SOURCE RECORDS:
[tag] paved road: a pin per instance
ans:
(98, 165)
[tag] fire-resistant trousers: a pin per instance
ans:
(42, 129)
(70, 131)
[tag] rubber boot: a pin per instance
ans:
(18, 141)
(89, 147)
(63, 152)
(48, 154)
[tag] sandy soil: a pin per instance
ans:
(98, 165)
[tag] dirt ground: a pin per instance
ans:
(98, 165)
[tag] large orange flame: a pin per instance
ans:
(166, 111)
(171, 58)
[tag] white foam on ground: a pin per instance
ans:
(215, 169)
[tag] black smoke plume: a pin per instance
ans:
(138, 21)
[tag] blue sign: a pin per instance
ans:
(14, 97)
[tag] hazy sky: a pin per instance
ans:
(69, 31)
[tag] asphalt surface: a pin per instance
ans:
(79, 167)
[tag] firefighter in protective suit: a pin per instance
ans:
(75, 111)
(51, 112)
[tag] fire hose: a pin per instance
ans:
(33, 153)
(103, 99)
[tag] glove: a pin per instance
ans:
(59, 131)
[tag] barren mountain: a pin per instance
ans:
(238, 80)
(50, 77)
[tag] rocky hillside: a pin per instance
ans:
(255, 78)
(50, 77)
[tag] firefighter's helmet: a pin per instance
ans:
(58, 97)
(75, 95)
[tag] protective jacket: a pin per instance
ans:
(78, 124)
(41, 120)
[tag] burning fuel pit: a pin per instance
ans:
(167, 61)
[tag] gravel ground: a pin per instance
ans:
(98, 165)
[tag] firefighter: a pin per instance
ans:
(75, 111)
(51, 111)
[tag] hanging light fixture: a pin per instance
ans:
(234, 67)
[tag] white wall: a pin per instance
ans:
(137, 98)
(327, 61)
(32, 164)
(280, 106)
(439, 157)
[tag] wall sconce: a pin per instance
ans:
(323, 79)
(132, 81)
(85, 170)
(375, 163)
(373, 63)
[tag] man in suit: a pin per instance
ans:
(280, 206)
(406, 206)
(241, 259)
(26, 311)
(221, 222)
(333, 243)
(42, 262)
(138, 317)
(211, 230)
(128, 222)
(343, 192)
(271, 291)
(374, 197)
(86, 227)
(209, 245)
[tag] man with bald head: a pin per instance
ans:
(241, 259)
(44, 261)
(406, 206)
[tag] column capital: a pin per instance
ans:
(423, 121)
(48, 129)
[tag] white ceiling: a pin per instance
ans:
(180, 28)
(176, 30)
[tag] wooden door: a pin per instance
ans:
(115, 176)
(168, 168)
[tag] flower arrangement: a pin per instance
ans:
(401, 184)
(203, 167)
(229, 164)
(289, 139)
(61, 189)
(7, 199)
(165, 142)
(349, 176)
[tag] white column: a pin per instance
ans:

==

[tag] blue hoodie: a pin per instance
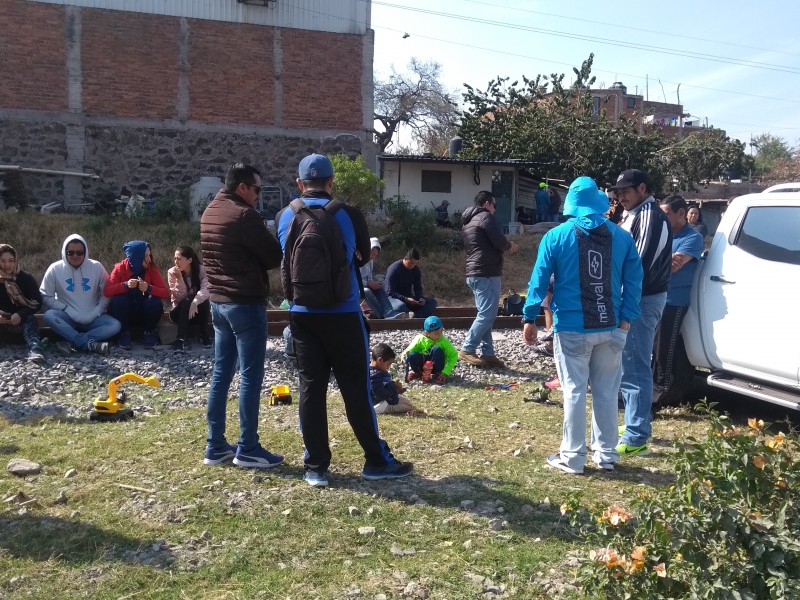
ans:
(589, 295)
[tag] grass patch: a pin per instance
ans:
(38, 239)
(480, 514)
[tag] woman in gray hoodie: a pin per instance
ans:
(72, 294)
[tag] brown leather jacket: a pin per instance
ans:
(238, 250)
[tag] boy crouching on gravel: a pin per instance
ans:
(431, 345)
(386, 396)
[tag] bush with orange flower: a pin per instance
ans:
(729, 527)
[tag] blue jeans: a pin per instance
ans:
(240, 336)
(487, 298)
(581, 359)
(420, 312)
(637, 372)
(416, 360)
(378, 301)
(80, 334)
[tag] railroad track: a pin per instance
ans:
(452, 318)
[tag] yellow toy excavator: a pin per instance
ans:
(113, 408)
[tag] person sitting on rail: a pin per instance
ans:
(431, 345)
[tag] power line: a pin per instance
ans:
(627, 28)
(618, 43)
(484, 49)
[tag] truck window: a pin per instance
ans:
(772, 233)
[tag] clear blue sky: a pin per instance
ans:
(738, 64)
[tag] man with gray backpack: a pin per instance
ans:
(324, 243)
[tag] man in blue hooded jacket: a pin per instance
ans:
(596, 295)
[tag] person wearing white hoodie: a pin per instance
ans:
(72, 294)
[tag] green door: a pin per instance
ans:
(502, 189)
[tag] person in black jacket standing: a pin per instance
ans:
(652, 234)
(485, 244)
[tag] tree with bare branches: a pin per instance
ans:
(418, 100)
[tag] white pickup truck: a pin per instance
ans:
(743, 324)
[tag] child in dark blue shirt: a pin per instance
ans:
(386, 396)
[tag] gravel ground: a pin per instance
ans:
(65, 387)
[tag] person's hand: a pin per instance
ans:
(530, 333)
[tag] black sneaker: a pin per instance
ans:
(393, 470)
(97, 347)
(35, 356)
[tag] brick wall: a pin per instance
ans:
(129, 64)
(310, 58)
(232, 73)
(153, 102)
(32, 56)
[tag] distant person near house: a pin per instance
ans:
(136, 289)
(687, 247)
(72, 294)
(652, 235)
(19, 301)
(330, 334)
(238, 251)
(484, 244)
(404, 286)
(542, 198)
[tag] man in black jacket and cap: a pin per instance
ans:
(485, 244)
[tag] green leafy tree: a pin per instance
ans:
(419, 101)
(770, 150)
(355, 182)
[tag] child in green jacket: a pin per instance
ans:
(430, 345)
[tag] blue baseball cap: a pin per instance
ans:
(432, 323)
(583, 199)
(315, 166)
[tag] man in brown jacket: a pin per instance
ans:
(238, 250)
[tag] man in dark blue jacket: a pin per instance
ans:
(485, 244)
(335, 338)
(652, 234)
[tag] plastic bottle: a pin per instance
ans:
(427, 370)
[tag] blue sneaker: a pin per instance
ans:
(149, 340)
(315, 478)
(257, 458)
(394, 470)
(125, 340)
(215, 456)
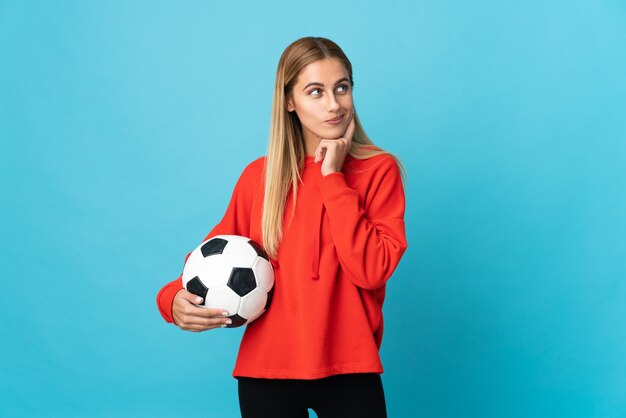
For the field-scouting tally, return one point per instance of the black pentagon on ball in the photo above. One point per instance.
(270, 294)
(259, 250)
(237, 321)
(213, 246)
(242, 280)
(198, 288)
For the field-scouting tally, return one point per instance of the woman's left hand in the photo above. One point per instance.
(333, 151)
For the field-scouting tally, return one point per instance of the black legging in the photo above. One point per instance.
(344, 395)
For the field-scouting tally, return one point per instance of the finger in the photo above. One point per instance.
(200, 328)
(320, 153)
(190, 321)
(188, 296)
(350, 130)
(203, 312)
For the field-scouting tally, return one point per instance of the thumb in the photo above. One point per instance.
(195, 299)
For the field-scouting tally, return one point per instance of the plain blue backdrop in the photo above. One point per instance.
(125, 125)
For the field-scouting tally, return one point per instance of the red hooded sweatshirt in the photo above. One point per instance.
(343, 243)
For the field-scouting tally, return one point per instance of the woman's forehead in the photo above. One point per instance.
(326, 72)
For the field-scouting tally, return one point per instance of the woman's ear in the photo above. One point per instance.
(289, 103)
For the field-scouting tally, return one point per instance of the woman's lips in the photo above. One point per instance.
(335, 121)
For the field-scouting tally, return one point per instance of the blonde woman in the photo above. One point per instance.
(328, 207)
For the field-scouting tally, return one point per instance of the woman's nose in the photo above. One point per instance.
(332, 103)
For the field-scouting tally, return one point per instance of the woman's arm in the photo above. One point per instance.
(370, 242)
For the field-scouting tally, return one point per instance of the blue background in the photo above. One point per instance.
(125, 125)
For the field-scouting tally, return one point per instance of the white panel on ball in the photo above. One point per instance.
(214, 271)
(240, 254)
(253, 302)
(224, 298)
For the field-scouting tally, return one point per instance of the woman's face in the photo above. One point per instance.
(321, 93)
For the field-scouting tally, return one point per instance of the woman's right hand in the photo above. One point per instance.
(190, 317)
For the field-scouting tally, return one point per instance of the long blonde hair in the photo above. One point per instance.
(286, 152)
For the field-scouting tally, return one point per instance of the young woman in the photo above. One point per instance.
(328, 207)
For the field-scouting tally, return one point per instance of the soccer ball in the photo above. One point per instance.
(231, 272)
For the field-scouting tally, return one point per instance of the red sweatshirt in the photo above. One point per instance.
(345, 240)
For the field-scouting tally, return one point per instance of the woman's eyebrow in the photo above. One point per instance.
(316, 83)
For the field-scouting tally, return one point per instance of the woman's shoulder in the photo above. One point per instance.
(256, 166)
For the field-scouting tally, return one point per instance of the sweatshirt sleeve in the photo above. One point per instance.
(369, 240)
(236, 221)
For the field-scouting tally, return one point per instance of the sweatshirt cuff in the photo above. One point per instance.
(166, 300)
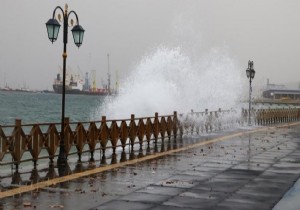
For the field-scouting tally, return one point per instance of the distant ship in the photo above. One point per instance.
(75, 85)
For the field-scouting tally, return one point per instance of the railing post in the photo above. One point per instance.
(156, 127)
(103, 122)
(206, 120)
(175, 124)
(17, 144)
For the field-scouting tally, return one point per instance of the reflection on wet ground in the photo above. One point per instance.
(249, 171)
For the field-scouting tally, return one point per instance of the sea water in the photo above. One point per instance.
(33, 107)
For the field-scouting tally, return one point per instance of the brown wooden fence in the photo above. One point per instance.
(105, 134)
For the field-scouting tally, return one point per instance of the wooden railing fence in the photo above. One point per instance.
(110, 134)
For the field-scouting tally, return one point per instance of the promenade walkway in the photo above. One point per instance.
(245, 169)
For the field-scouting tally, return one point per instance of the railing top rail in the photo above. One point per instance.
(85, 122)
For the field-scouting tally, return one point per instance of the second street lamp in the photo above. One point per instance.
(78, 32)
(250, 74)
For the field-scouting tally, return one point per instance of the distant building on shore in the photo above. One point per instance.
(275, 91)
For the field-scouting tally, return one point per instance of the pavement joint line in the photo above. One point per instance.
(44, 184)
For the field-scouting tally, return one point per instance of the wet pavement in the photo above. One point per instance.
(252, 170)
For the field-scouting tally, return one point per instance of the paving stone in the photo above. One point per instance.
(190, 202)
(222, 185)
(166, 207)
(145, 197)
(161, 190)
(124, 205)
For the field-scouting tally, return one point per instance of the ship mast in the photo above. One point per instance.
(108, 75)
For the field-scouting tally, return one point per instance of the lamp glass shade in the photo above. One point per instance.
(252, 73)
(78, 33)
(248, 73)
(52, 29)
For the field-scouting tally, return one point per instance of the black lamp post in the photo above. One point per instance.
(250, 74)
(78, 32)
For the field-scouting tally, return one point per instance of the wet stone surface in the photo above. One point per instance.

---

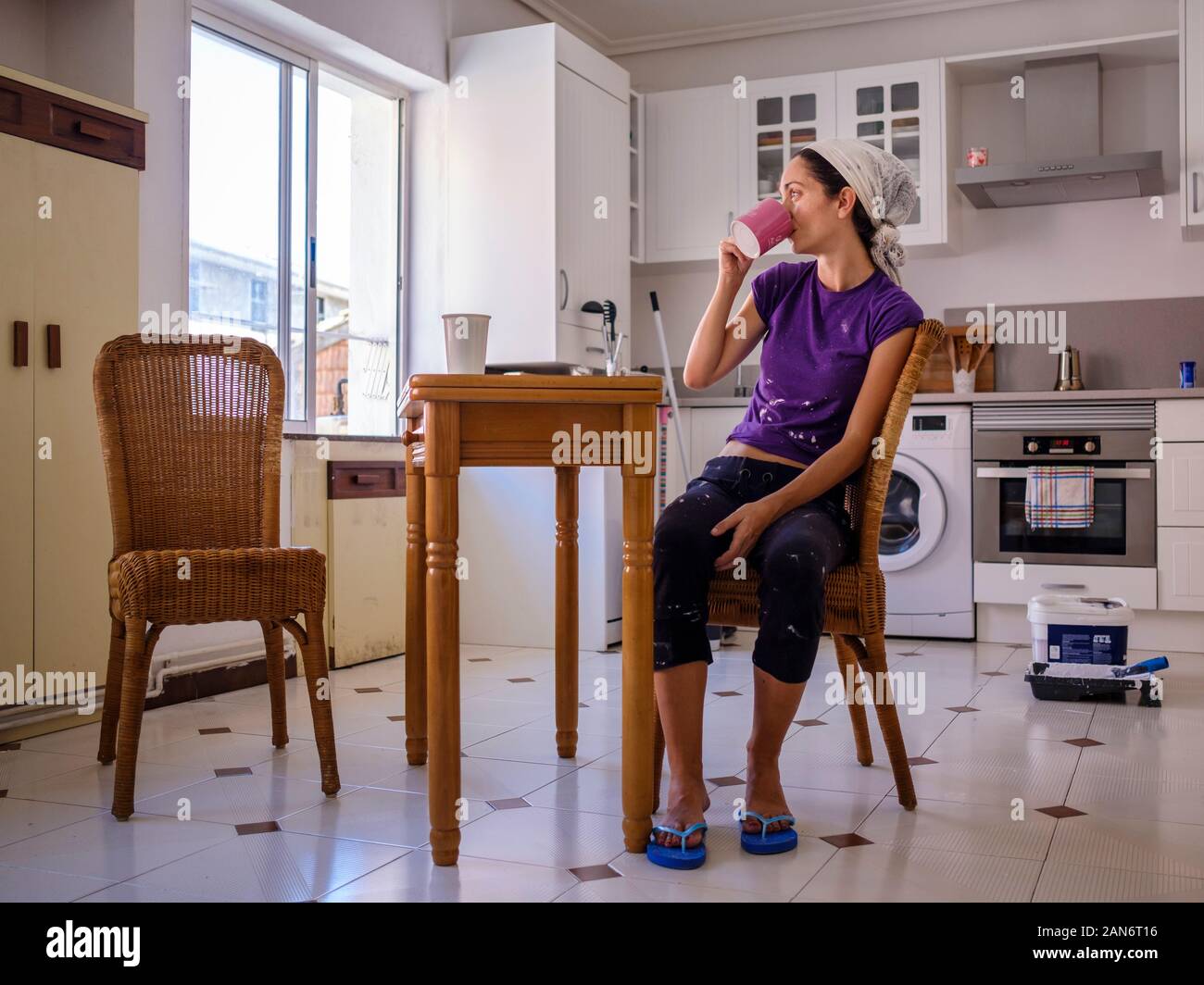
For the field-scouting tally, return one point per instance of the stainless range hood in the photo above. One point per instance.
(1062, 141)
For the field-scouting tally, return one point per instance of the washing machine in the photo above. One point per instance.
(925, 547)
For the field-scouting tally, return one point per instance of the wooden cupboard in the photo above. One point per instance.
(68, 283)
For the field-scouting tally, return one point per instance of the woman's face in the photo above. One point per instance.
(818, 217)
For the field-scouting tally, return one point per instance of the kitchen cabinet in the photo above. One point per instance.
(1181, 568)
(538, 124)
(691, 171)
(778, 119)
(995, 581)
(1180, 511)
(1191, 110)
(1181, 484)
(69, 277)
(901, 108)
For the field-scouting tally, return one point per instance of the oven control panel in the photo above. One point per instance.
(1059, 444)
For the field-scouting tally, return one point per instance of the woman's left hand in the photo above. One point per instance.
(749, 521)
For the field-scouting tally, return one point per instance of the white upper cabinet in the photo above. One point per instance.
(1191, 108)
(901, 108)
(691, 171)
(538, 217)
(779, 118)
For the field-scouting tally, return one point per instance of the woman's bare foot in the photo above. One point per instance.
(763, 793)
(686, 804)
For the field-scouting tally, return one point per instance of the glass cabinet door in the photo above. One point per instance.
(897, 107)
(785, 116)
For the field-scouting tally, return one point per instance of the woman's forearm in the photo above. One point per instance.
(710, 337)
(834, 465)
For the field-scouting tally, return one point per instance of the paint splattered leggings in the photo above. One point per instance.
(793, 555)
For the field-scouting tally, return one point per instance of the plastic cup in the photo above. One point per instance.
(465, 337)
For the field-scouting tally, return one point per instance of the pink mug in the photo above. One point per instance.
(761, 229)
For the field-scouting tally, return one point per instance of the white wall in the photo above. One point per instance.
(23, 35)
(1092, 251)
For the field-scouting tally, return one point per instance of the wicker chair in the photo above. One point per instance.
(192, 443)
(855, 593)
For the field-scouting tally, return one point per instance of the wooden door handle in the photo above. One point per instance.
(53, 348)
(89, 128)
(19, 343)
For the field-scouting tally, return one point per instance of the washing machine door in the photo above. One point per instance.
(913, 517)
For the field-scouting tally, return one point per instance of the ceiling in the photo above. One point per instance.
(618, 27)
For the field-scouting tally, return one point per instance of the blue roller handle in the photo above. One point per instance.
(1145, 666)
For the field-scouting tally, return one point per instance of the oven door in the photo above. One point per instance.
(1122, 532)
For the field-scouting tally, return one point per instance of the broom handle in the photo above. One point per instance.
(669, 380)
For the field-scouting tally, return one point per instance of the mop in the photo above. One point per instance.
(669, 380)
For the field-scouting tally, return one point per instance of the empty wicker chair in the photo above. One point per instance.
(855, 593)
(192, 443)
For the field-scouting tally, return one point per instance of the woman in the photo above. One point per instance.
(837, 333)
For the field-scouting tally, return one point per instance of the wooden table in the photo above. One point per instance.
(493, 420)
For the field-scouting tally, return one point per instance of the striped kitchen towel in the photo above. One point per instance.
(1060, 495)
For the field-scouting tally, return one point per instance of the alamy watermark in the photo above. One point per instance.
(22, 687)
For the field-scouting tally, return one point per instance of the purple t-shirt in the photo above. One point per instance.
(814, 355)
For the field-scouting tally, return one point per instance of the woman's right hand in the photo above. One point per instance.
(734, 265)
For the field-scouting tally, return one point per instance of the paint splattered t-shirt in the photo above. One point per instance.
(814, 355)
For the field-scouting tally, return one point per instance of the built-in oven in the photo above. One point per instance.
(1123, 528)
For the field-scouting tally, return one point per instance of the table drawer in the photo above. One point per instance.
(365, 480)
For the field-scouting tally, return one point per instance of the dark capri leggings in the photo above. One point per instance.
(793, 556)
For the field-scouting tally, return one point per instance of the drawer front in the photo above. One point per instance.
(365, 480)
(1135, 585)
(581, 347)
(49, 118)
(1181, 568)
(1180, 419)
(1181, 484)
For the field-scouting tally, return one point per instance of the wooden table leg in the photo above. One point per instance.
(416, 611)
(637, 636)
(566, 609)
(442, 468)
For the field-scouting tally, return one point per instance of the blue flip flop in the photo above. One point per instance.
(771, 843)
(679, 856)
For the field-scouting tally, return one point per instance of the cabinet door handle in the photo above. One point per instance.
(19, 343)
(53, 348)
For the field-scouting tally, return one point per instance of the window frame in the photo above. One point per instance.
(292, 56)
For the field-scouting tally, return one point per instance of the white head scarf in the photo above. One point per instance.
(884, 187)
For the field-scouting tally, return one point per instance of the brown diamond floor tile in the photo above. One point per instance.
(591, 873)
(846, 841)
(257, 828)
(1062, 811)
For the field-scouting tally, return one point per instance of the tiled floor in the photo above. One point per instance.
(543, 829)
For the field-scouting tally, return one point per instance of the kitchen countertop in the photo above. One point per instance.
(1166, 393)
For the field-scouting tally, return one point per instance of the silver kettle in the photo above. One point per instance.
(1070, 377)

DIRECTIONS FOR THIS TASK: Could you return exactly the lines above from the line with "[tag] paved road: a pin per instance" to the line with "[tag] large orange flame: a pin per instance", both included, and nothing else?

YOUR SOLUTION:
[tag] paved road: a pin per instance
ans:
(98, 165)
[tag] fire-resistant trousers: a pin per instance
ans:
(42, 129)
(70, 131)
[tag] rubber boot: a pin per instance
ans:
(18, 141)
(89, 147)
(63, 152)
(48, 154)
[tag] sandy soil: a pin per instance
ans:
(98, 165)
[tag] dirt ground: a pin per instance
ans:
(98, 165)
[tag] large orange flame: a pin per instance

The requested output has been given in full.